** start DATA EXTRACT **

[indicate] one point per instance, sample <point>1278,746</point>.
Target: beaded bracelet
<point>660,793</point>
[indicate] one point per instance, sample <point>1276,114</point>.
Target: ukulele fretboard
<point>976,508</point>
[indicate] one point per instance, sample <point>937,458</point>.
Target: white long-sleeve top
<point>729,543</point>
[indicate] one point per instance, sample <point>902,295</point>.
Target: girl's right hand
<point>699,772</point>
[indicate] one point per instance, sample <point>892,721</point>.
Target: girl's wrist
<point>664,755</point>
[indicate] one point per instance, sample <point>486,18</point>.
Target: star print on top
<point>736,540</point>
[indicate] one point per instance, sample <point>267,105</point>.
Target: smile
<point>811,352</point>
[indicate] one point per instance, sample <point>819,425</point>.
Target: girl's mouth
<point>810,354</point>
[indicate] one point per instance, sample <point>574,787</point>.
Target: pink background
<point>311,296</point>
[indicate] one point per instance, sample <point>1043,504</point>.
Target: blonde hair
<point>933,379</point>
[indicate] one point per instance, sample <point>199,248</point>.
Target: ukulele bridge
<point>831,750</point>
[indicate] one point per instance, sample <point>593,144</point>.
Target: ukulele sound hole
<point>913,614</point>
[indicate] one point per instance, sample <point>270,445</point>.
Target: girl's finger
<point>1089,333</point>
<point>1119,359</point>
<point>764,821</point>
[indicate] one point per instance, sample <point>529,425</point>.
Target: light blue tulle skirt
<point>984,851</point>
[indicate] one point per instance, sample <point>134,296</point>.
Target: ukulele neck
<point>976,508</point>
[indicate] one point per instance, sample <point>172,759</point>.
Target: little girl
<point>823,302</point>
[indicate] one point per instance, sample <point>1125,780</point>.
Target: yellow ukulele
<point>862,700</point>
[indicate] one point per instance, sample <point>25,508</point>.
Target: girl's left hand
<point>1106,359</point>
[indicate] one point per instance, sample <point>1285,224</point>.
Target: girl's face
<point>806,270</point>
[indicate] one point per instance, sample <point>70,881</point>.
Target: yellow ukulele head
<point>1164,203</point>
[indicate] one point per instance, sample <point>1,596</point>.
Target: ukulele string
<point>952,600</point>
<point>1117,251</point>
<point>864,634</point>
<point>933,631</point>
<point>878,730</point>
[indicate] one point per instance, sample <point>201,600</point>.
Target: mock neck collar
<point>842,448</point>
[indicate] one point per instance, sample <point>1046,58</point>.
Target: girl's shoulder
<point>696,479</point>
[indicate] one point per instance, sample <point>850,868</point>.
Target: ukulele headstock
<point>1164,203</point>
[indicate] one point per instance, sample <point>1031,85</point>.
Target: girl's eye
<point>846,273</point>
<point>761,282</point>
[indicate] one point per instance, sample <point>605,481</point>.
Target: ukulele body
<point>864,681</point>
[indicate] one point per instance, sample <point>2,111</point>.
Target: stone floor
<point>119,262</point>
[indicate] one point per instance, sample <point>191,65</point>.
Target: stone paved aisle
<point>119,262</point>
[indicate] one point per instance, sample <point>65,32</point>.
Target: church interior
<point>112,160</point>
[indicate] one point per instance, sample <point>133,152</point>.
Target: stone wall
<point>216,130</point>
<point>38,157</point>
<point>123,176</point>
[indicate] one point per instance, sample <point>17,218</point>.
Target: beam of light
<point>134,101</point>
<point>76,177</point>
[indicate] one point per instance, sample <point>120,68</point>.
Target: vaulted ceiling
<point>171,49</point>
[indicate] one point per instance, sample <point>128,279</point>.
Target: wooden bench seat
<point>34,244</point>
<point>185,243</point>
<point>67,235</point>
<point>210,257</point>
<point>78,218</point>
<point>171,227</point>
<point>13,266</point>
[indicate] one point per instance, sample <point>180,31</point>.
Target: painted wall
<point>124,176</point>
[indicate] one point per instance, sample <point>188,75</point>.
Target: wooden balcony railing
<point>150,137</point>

** end DATA EXTRACT **

## WHAT THE TASK ASKS
Exact output of every entry is required.

## RESULT OF THIS EXERCISE
[indicate] one point per instance, sample <point>1278,746</point>.
Target: beaded bracelet
<point>660,793</point>
[indicate] one point per instance, sample <point>1276,114</point>.
Target: ukulele fretboard
<point>976,508</point>
[indicate] one point per instance, sample <point>937,458</point>.
Target: white long-sleeve top
<point>729,543</point>
[indicate] one point per instance, sample <point>902,295</point>.
Target: girl's right hand
<point>699,772</point>
[indicate] one point per instance, sample <point>892,721</point>.
Target: girl's wrist
<point>664,755</point>
[indicate] one point per instance, sample <point>486,18</point>.
Target: star print on top
<point>736,540</point>
[indicate] one point per instance, sample <point>267,105</point>.
Target: smile
<point>811,352</point>
[indicate] one point per instance, sample <point>819,425</point>.
Target: girl's mouth
<point>810,354</point>
[indicate] one point per instance, sample <point>574,787</point>.
Target: pink background
<point>311,296</point>
[indicate] one point per instance, sample <point>1043,504</point>.
Target: blonde hair
<point>933,379</point>
[indicate] one point per instance, sample <point>199,248</point>.
Target: ukulele bridge
<point>831,750</point>
[indicate] one point per instance, sample <point>593,144</point>.
Target: ukulele sound hole
<point>913,614</point>
[indicate] one point per instance, sample <point>270,445</point>.
Target: girl's finger
<point>1089,333</point>
<point>1119,359</point>
<point>764,821</point>
[indicate] one point per instance, sample <point>529,425</point>.
Target: light blue tulle skirt
<point>984,851</point>
[indicate] one point per instance, sample <point>134,296</point>.
Target: ukulele neck
<point>976,508</point>
[indicate] one point per instance, sample <point>172,759</point>.
Target: little girl
<point>823,302</point>
[indicate] one point per instance, sample <point>1125,780</point>.
Target: yellow ukulele
<point>862,700</point>
[indicate] one point per instance, sample <point>25,508</point>.
Target: girl's left hand
<point>1106,359</point>
[indicate] one point per instance, sample <point>1285,224</point>.
Target: girl's face
<point>806,270</point>
[indicate] one point per instance, sample <point>70,881</point>.
Target: yellow ukulele head
<point>1164,203</point>
[indicate] one point per instance, sample <point>1,596</point>.
Target: ukulele string
<point>952,600</point>
<point>1117,251</point>
<point>864,634</point>
<point>933,631</point>
<point>878,730</point>
[indicate] one point per instance, sample <point>201,600</point>.
Target: mock neck collar
<point>842,448</point>
[indicate] one point per instance, sample <point>1046,58</point>.
Target: girl's shoulder
<point>696,479</point>
[indicate] one point per instance, sample <point>850,868</point>.
Target: ukulele headstock
<point>1164,203</point>
[indicate] one point per instance, sample <point>1031,85</point>.
Target: girl's eye
<point>846,273</point>
<point>761,282</point>
[indicate] one point per instance, sample <point>605,481</point>.
Target: ukulele body
<point>864,681</point>
[indicate] one point per instance, sample <point>2,111</point>.
Target: stone floor
<point>119,262</point>
[indicate] one point per instance, sample <point>191,65</point>.
Target: stone paved aisle
<point>119,262</point>
[indicate] one point per instance, sample <point>65,32</point>.
Target: church interior
<point>112,160</point>
[indicate] one point per instance, sample <point>133,152</point>.
Target: stone wall
<point>216,130</point>
<point>38,157</point>
<point>123,176</point>
[indicate] one point per instance, sample <point>17,218</point>.
Target: beam of light
<point>134,101</point>
<point>76,177</point>
[indicate] one point per instance, sample <point>120,68</point>.
Target: vaulted ceiling
<point>171,49</point>
[indicate] one point per instance, sample <point>128,279</point>.
Target: wooden bench seat
<point>34,244</point>
<point>185,243</point>
<point>67,235</point>
<point>210,257</point>
<point>78,218</point>
<point>171,227</point>
<point>13,266</point>
[indicate] one point per instance, sample <point>180,31</point>.
Target: painted wall
<point>124,176</point>
[indicate] one point per instance, sample <point>188,75</point>.
Target: wooden balcony railing
<point>150,137</point>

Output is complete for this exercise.